Requirement:
Write each line out exactly, leaving none out.

****************

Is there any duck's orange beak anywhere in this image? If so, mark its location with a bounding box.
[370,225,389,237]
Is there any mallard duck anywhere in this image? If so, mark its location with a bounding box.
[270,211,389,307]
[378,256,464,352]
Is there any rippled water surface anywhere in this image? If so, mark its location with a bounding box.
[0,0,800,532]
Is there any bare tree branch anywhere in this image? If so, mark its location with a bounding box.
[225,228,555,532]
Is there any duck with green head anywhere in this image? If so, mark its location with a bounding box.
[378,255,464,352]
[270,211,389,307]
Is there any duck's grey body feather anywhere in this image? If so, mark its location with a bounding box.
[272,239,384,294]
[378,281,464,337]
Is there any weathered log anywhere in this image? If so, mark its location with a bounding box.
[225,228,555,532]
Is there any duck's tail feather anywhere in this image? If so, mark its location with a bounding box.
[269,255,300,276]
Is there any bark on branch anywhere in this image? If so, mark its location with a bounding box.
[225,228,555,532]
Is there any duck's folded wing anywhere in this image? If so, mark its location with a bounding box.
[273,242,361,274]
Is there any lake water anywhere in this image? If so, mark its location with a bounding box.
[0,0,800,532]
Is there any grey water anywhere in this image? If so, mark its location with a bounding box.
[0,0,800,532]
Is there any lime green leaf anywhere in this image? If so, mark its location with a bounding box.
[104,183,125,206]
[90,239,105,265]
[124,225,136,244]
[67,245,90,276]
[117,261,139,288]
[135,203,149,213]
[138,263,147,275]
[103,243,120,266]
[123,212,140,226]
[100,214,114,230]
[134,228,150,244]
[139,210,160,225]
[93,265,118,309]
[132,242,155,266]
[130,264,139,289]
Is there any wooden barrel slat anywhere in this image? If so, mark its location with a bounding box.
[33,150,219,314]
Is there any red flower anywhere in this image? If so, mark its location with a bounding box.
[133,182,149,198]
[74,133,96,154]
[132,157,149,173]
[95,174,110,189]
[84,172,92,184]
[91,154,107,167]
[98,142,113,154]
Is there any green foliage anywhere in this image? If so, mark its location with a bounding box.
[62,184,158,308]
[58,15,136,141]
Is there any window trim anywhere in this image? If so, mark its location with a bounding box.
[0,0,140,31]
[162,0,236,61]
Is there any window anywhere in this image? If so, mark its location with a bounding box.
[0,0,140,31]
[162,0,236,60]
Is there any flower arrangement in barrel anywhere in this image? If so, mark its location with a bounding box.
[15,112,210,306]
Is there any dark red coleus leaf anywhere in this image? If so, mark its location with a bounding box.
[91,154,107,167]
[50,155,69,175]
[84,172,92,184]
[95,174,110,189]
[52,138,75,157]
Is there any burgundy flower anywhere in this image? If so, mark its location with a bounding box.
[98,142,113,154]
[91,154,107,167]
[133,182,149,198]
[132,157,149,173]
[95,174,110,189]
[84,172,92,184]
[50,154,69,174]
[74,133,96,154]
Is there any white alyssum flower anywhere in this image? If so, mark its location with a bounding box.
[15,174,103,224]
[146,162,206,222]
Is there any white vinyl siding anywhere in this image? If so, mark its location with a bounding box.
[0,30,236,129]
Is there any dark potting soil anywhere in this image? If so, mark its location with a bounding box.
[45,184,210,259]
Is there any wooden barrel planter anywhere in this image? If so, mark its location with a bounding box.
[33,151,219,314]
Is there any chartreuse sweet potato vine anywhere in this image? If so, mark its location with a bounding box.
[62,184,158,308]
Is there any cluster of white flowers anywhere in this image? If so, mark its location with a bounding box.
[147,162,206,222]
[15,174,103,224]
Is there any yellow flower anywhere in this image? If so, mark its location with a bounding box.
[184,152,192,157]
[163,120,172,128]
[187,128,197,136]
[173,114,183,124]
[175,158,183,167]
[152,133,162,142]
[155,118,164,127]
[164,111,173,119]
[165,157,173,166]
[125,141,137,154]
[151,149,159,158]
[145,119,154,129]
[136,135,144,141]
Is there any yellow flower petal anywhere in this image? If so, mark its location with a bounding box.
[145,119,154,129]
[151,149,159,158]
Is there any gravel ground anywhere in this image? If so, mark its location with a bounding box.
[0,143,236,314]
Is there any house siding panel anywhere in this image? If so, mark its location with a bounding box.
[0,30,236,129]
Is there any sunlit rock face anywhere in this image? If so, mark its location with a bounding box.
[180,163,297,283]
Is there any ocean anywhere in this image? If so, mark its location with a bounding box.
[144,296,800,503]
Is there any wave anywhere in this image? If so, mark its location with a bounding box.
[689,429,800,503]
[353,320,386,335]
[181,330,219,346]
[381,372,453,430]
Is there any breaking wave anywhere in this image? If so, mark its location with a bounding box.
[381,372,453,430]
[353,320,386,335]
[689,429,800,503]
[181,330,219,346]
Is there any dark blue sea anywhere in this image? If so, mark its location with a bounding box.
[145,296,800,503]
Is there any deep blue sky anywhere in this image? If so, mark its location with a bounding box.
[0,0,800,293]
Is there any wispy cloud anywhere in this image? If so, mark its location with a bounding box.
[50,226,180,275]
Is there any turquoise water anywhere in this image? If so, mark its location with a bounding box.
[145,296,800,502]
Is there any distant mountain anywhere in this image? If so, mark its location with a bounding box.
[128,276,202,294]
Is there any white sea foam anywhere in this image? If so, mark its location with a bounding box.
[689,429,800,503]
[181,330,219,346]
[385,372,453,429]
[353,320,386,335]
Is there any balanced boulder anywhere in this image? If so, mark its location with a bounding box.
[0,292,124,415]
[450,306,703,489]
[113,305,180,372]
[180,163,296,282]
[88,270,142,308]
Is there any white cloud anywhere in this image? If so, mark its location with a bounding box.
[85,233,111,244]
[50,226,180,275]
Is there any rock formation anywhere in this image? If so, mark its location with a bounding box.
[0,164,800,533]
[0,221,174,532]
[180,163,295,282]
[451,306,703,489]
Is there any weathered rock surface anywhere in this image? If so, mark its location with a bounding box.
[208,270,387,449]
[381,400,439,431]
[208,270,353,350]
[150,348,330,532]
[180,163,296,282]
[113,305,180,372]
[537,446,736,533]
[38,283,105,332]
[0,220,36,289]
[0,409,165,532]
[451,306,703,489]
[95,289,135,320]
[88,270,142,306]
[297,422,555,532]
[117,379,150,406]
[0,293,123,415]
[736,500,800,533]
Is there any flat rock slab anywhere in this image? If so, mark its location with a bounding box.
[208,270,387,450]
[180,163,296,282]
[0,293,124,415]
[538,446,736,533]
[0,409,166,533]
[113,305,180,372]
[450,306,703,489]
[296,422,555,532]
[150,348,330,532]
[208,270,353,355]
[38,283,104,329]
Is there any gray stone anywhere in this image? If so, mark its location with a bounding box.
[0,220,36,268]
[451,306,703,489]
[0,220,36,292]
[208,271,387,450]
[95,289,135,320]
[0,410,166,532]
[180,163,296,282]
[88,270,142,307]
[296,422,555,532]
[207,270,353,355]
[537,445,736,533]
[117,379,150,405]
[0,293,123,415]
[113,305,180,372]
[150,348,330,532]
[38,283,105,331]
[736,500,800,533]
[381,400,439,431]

****************

Written response:
Is there any duck's orange beak anywhere in this image? If so, mark its location with a bounding box.
[370,225,389,237]
Is there any mallard duck anywhere in this image? If so, mark its location with a bounding box.
[270,211,389,307]
[378,256,464,352]
Is there any rippled water surface anywhere in this image? If so, mark its location with a bounding box.
[0,0,800,532]
Is there any bare tree branch anywhere in this image? If so, mark its location with a bounding box.
[225,228,555,532]
Is there any duck with green head anywhere in this image? If so, mark its location with a bounding box.
[378,255,464,352]
[270,211,389,307]
Is there any duck's grey body feather anywhere in this image? If so, mark its location with a bounding box.
[272,239,384,294]
[378,281,464,337]
Is there any weathered log anywhere in this image? If so, mark its location with a bounding box.
[225,228,555,532]
Is there any duck's tail feather anywhere in this image? If so, mark its location with a bounding box.
[269,255,300,276]
Is there any bark on branch anywhere in this image? If so, mark its location with a bounding box.
[225,228,555,532]
Is there any duck's folded wing anywhere in this image? If so, mark its location with a bounding box.
[273,242,361,274]
Is there any lake water anywhere in this image? If so, mark its location with a bounding box.
[0,0,800,532]
Is there any grey water anywhere in this image? If so, mark its location with a bounding box.
[0,0,800,532]
Is there any lime green leaf anywhere in this image? If so, mark its location with a bounding box.
[104,183,125,206]
[90,239,105,265]
[124,225,136,244]
[67,245,90,276]
[117,261,139,288]
[135,203,149,213]
[138,263,147,275]
[103,243,120,266]
[123,212,140,226]
[100,214,114,230]
[134,228,150,244]
[139,210,160,225]
[93,265,118,309]
[132,242,155,266]
[130,264,139,289]
Is there any wooden barrel slat anywhere in this image? If so, mark its location with a bounding box.
[33,150,219,314]
Is there any red flower anywhere in this image? If so, mark its location with a bounding box.
[133,182,149,198]
[74,133,96,154]
[132,157,149,173]
[95,174,110,189]
[84,172,92,184]
[91,154,107,167]
[98,142,113,154]
Is there any green foliage anywhere in this image? If so, mark its location with a bounding box.
[62,184,158,308]
[58,15,136,141]
Is there any window trim anywhere in this image? If so, mark its location with a bounding box.
[0,0,140,31]
[162,0,236,61]
Is there any window anywhere in this image? If so, mark its location with a bounding box.
[0,0,140,31]
[162,0,236,60]
Is there any flower arrangement in barrel anywhere in this image? If so, mark its location with a bounding box.
[15,112,210,306]
Is there any dark red coleus leaf anywhere in this image? If so, mark its location with a bounding box.
[91,154,107,167]
[50,155,69,175]
[84,172,92,184]
[95,174,110,189]
[52,138,75,157]
Is there any burgundy flower anywhere in this image? If so, mark its location with a bounding box.
[98,142,113,154]
[91,154,107,167]
[133,182,149,198]
[132,157,149,173]
[95,174,110,189]
[84,172,92,184]
[50,154,69,174]
[74,133,96,154]
Is there any white alyssum flower anywhere in this image? If so, mark its location with a bounding box.
[15,174,103,224]
[146,162,206,222]
Is there any white vinyl siding anywhere in this image? If so, mark its location with a bounding box.
[0,30,236,129]
Is there any dark potting soil anywhere in this image? If so, mark its location with a bounding box.
[45,184,210,259]
Is there any wooden barrel planter anywhere in this image? If so, mark its location with a bounding box.
[33,151,219,314]
Is there any chartreuse sweet potato vine anywhere in this image? If so, mark its location with a bounding box.
[62,184,158,308]
Is there any cluster of white flowers anywhere in this image? If so, mark its location with a bounding box.
[147,162,206,222]
[15,174,103,224]
Is there any yellow flower anywhere in this image? If so, mark its location with a bounding box.
[184,152,192,157]
[163,120,172,128]
[187,128,197,136]
[173,114,183,124]
[175,158,183,167]
[152,133,162,142]
[155,118,164,127]
[164,111,173,119]
[165,157,173,166]
[125,141,137,154]
[151,149,159,158]
[145,119,154,129]
[136,135,144,141]
Is there any yellow flower petal anywhere in this image? If so, mark its location with a bounding box.
[145,119,154,129]
[151,149,159,158]
Is there any gravel ground anywhere in this image? If so, mark its location with a bounding box.
[0,143,236,314]
Is there any house siding panel anywhere in this image? If so, mark its location with a bounding box.
[0,30,236,129]
Is there any sunlit rock face anywhere in this image? If so, mark its location with a bounding box.
[180,163,297,283]
Is there any ocean anywhere in this image? If so, mark its location with a bounding box.
[144,296,800,503]
Is there any wave anywhere in this image? If so, mark its location with a bounding box.
[689,429,800,503]
[353,320,386,335]
[181,330,219,346]
[381,372,453,430]
Is there any breaking wave anywhere in this image? If so, mark its location with a bounding box.
[381,372,453,430]
[353,320,386,335]
[689,429,800,503]
[181,330,219,346]
Is there any dark blue sea anywhere in this image? If so, mark its location with a bounding box.
[145,296,800,503]
Is there any deep blue sky anywhere in this image? If so, mark its location with a bounding box.
[0,0,800,293]
Is there any wispy cloud anywhere in this image? If so, mark its location with a bounding box.
[50,226,180,275]
Is there any turquoise water anywhere in this image? If so, mark its location with a bounding box.
[145,296,800,502]
Is there any distant mountain anywhere in this image? If so, mark its location with a bounding box.
[128,276,202,294]
Is there any white sea foam anywhere in this image? If so, mark its location with a bounding box.
[689,429,800,503]
[181,330,219,346]
[385,372,453,429]
[353,320,386,335]
Is there any balanced boulder anywhere in this image? If so, mark its location with a bounding box.
[0,292,124,415]
[450,306,703,489]
[113,305,180,372]
[180,163,296,282]
[88,270,142,308]
Is there any white cloud anywhere in this image? If so, mark its location with a bounding box.
[85,233,111,244]
[50,226,180,275]
Is there any rock formation anywhere in this image? If so, mark its location with a bounding box.
[0,164,800,533]
[0,221,174,532]
[180,163,295,282]
[451,306,703,489]
Is there any weathered rock surface anywhere in this image? If so, mark its location with a bounding box.
[208,270,387,449]
[381,400,439,431]
[208,270,353,350]
[150,348,330,532]
[180,163,296,282]
[113,305,180,372]
[537,446,736,533]
[38,283,105,332]
[0,220,36,289]
[0,409,165,532]
[451,306,703,489]
[95,289,135,320]
[88,270,142,306]
[297,422,555,532]
[117,379,150,406]
[0,293,123,415]
[736,500,800,533]
Is there any flat rock slab anywhere in this image? If so, mark its location with a bounding box.
[208,270,387,450]
[180,163,296,282]
[0,293,124,415]
[538,446,736,533]
[0,409,166,533]
[113,305,180,372]
[450,306,703,489]
[296,422,555,532]
[150,348,330,532]
[208,270,353,355]
[38,283,104,329]
Is there any gray stone anywhere in this image? If so, mark its location with a bounding box.
[0,220,36,268]
[451,306,703,489]
[0,220,36,292]
[208,271,387,450]
[95,289,135,320]
[0,410,166,532]
[180,163,296,282]
[88,270,142,307]
[296,422,555,532]
[207,270,353,355]
[537,445,736,533]
[117,379,150,405]
[0,293,123,415]
[113,305,180,372]
[150,348,330,532]
[38,283,105,331]
[736,500,800,533]
[381,400,439,431]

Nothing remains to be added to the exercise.